■ DATA FOR THIS TASK
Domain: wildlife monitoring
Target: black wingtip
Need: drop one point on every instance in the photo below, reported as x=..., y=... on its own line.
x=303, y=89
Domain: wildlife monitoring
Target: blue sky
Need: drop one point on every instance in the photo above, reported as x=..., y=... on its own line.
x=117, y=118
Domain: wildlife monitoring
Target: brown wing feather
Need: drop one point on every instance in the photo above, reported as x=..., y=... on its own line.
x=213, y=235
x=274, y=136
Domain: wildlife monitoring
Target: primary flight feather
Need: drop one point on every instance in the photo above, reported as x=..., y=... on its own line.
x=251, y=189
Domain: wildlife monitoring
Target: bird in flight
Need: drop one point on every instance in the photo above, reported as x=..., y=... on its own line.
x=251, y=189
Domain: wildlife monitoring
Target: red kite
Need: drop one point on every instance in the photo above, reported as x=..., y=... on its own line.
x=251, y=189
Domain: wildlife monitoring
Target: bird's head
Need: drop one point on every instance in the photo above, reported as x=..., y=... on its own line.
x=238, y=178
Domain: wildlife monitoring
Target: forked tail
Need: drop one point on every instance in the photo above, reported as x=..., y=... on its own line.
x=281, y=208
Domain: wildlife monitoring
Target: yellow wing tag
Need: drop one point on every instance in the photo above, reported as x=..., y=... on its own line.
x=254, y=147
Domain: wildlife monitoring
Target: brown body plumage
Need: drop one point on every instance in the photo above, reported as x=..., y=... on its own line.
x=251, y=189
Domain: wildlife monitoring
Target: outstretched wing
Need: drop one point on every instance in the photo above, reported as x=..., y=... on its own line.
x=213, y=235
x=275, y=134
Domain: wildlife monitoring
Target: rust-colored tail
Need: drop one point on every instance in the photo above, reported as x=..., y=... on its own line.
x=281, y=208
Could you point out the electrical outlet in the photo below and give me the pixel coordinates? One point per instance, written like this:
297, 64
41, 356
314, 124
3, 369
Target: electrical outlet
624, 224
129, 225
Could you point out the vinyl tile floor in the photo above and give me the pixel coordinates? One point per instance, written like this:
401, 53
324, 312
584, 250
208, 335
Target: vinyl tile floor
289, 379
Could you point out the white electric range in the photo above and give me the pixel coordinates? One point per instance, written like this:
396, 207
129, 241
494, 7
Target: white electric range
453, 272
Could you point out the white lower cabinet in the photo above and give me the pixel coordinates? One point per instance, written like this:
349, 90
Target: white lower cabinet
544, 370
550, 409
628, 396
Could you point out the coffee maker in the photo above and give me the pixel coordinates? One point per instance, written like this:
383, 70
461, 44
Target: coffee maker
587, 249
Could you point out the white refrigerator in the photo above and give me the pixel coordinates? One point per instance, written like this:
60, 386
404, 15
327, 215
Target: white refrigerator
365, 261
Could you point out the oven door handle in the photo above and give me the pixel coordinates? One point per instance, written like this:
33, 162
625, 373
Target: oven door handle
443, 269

■ WHAT THIS TASK INVOLVES
From the line that contains "Could you point out the white lower" down to the last line of the listing above, repeat each line exactly, and include nothing else.

■ THE ANSWER
Could you point out the white lower cabinet in the photo above and give me the pixel coordinates? One point per instance, written like this:
349, 90
Target: white lower cabinet
544, 370
550, 409
628, 396
Could you point out the coffee maker in the photo above and give me the pixel coordinates? One point per instance, written like this:
383, 70
461, 44
Target: coffee maker
587, 249
Could you point out the white refrigerator in the photo above and give me the pixel coordinates? One point per instance, written like this:
60, 386
404, 15
327, 215
Target: white refrigerator
365, 261
Could you point out the oven door handle in the photo above and give me the pixel coordinates? One point per instance, written like this:
33, 162
625, 373
Target: oven door handle
443, 269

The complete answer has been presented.